SOURCE DOCUMENT:
# # # # # # #

Following revelations that the L.A. District Attorney's office is investigating an L.A. Coliseum official for working on the side for a rave promoter who's been lobbying the public venue to continue his controversial events there, Coliseum Commission member Rick Caruso says a ban on raves is back on the table.

In an interview with the Weekly at his office at the Grove shopping center, Caruso said the apparent conflict of interest of having a manager working for the public and for the promoter should make his fellow commissioners do a double take on raves, which he likens to dangerous drug parties.

Caruso also said the contract for next June's Electric Daisy Carnival had yet to be approved and would be voted on by the commission.

On Tuesday night the Los Angeles Times reported that Todd DeStefano, a top events manager for the publicly owned Coliseum and Sports Arena, was also getting paid by Pasquale Rotella's Insomniac Events during the last year, both when Insomniac had put on the trouble-plagued Electric Daisy Carnival, and when it had come before the Commission, essentially DeStefano's boss, to ask for approval for 2011.

At last week's meeting, after a closed session of the commission, Caruso says he asked for and got a successful vote to have EDC's contract come before the body for specific approval.

“The contract is coming back …it happened after a closed session,” he said. “That contract has not been approved.”

# # # # # # #

DATA TO EXAMINE:
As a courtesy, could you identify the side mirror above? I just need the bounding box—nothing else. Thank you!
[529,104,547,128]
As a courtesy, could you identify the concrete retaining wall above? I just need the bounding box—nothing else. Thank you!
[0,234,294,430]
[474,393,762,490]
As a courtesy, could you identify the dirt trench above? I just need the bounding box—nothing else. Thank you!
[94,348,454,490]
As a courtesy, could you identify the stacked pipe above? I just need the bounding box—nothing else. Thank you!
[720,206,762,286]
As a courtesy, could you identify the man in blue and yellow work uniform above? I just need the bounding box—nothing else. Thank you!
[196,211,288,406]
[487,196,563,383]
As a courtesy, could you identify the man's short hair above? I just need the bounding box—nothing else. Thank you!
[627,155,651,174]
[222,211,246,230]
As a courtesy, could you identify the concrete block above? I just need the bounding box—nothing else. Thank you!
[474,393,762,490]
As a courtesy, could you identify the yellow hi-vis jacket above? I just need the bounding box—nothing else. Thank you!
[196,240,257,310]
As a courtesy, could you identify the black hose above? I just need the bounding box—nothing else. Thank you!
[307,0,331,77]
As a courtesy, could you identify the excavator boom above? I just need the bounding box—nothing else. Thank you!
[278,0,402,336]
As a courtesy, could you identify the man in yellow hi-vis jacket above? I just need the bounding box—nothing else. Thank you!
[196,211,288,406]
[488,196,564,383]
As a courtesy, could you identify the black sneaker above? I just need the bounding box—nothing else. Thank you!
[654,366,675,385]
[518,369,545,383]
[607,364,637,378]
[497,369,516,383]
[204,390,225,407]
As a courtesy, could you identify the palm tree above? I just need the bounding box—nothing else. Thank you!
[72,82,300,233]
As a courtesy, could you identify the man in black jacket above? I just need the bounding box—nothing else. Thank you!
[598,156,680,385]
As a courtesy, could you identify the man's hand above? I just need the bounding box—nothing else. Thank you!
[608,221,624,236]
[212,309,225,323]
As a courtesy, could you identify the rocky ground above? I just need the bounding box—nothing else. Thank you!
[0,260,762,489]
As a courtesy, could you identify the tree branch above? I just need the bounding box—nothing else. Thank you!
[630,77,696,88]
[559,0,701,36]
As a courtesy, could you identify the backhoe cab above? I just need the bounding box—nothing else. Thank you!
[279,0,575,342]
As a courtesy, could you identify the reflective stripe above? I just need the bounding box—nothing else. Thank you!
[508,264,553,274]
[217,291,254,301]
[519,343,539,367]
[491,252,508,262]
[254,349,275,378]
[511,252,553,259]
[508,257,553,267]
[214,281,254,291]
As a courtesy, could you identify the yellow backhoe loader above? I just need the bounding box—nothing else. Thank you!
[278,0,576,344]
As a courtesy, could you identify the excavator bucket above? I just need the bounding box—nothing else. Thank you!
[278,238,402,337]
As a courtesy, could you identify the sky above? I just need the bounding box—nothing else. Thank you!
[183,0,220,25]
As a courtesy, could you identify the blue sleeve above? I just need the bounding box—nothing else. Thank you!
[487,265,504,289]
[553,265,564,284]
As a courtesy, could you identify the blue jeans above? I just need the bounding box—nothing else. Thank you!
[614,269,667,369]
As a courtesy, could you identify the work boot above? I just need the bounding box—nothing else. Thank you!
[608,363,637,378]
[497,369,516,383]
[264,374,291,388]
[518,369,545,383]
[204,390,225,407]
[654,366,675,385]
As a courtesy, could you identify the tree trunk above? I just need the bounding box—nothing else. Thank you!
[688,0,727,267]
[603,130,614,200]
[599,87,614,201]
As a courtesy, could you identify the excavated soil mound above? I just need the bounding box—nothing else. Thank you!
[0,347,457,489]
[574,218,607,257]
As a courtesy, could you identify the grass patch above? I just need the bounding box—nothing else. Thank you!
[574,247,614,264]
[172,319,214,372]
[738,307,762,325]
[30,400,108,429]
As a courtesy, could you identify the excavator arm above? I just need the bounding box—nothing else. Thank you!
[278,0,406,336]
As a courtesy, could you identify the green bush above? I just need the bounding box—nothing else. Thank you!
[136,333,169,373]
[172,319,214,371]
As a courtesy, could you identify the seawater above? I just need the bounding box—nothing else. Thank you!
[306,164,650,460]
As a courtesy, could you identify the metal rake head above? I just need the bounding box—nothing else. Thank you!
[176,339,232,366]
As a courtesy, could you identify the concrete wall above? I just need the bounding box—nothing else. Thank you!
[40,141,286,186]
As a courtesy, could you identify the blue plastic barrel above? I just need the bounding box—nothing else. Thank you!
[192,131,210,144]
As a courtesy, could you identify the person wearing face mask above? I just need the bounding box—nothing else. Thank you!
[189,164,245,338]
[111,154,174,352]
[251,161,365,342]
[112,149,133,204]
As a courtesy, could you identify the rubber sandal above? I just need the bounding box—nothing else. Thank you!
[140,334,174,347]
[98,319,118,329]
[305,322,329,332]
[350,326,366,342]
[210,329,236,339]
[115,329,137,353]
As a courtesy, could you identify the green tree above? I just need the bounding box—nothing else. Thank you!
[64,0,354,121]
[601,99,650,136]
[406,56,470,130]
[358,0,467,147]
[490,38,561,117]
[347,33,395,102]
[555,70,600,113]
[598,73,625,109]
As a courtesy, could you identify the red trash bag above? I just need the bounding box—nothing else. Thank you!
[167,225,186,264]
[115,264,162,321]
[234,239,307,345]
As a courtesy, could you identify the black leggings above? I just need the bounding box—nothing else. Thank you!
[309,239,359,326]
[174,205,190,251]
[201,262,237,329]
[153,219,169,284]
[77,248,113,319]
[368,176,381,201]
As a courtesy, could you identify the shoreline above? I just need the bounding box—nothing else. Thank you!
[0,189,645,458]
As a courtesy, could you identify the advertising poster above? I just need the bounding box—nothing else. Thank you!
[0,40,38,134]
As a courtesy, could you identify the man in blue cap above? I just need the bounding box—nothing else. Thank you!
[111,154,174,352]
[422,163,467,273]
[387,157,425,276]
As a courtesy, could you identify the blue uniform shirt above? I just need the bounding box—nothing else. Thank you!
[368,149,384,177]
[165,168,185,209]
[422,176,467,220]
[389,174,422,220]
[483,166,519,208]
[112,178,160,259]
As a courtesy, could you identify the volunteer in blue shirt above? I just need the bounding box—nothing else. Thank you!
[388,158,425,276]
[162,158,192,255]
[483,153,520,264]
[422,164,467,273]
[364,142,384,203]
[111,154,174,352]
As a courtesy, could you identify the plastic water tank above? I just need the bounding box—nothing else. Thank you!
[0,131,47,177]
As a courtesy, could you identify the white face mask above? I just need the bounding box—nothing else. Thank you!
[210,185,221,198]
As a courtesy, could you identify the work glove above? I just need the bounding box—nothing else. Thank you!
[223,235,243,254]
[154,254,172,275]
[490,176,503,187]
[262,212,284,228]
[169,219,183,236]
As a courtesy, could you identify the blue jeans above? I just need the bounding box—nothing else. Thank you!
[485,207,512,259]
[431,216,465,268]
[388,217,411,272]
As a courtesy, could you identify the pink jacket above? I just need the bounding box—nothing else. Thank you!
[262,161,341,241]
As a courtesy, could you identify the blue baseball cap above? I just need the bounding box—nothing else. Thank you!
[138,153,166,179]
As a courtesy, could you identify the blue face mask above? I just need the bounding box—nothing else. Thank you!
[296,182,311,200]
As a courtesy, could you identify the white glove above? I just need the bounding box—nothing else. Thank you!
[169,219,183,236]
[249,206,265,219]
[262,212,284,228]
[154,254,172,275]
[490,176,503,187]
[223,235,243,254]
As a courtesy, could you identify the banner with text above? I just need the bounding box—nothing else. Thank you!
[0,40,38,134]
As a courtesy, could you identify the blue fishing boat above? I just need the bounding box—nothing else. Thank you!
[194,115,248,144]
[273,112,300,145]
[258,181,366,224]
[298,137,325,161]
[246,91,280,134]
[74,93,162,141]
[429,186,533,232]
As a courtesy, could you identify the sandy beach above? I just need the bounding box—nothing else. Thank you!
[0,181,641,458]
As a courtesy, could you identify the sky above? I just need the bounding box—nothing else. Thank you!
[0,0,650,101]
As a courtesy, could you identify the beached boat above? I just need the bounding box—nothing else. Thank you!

# # # # # # #

PROBLEM SET:
• a. Using the news article about the Los Angeles Coliseum and raves, answer these:
(i) Where did Caruso's interview with the Weekly take place?
(ii) Which newspaper reported that Todd DeStefano was also being paid by Insomniac Events?
(iii) At last week's meeting, what did Caruso ask the commission to vote on after the closed session?
• b. Write the next few paragraphs of the news article about the Los Angeles Coliseum and raves, picking up after its final sentence.

ANSWERS PROVIDED:
• a.
(i) At his office at the Grove shopping center.
(ii) The Los Angeles Times.
(iii) He asked for a vote to have the Electric Daisy Carnival contract come before the commission for specific approval.

• b.
He thinks the turn of events this week will persuade fellow commissioners to reconsider banning raves at the public venues they control. The parties happen four times a year at the Coliseum and Sports arena and reportedly make up nearly 30 percent of the venues' annual income.

Caruso says the money's not worth it. At EDC there were 60 mostly drug-related arrests and more than 200 medical emergencies. A 15-year-old who attended later died of an ecstasy overdose.

The commission responded by putting strict guidelines on raves, including an 18-and-up policy, tighter security and “harm reduction” drug education.

DeStefano had been in charge of security at the parties before reportedly resigning last month.

At New Year's Eve's Together At One, co-promoted by Rotella, ID checks were abandoned as too many people crowded to get into the Sports Arena, police told the Weekly.

“I'm certainly going to push for the fact that we should not approve” Electric Daisy Carnival, Caruso said. “The event shouldn't happen.”

“How can it happen? How can you trust the integrity of that agreement when you know somebody has been on both sides of it?”